> _ASSIGNED TASK_: Please convert the stretch of the material from the line containing "</instance>" through the end of the material into a numbered list, leaving out blank lines.
+++ MATERIAL SHOWN +++
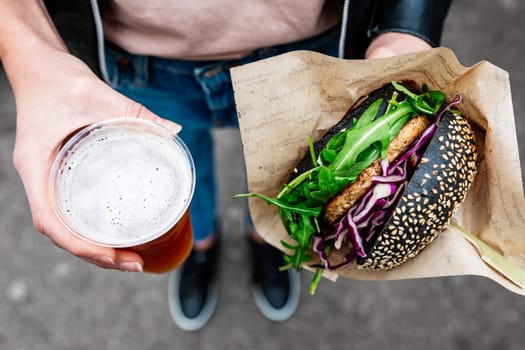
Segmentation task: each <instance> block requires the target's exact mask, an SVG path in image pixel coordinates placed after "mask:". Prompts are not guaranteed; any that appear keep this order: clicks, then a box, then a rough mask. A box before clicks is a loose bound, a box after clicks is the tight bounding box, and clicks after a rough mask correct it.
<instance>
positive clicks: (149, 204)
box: [50, 118, 195, 273]
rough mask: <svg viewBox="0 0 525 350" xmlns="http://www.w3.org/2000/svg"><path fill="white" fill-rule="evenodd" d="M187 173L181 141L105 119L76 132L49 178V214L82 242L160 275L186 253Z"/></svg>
mask: <svg viewBox="0 0 525 350" xmlns="http://www.w3.org/2000/svg"><path fill="white" fill-rule="evenodd" d="M194 188H195V167H194V164H193V160H192V158H191V155H190V152H189V151H188V149H187V147H186V146H185V145H184V143H183V142H182V141H181V139H180V138H179V137H178V136H176V135H174V134H173V133H172V132H170V131H169V130H168V129H167V128H165V127H163V126H161V125H160V124H157V123H154V122H151V121H147V120H144V119H138V118H113V119H108V120H105V121H102V122H99V123H95V124H92V125H89V126H87V127H86V128H84V129H81V130H80V131H79V132H77V133H75V134H74V135H73V136H72V137H70V138H69V139H68V140H67V141H66V142H65V143H64V145H63V146H62V148H61V150H60V151H59V153H58V155H57V157H56V159H55V161H54V163H53V166H52V169H51V176H50V192H51V199H52V203H53V206H54V209H55V212H56V214H57V216H58V217H59V219H60V220H61V221H62V223H63V224H64V225H65V226H66V227H67V228H68V229H69V230H70V231H72V232H73V233H74V234H75V235H77V236H78V237H81V238H82V239H85V240H87V241H89V242H92V243H95V244H99V245H103V246H109V247H114V248H117V249H126V250H132V251H135V252H137V253H138V254H139V255H140V256H141V257H142V259H143V260H144V266H143V267H144V271H146V272H157V273H162V272H168V271H170V270H172V269H174V268H176V267H177V266H179V265H180V264H181V263H182V262H183V261H184V260H185V259H186V257H187V256H188V255H189V253H190V251H191V246H192V241H193V232H192V227H191V219H190V214H189V204H190V201H191V198H192V196H193V191H194Z"/></svg>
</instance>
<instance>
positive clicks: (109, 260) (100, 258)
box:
+++
> _RESULT OF THIS EXERCISE_:
1. </instance>
2. <instance>
3. positive clicks: (109, 260) (100, 258)
4. box:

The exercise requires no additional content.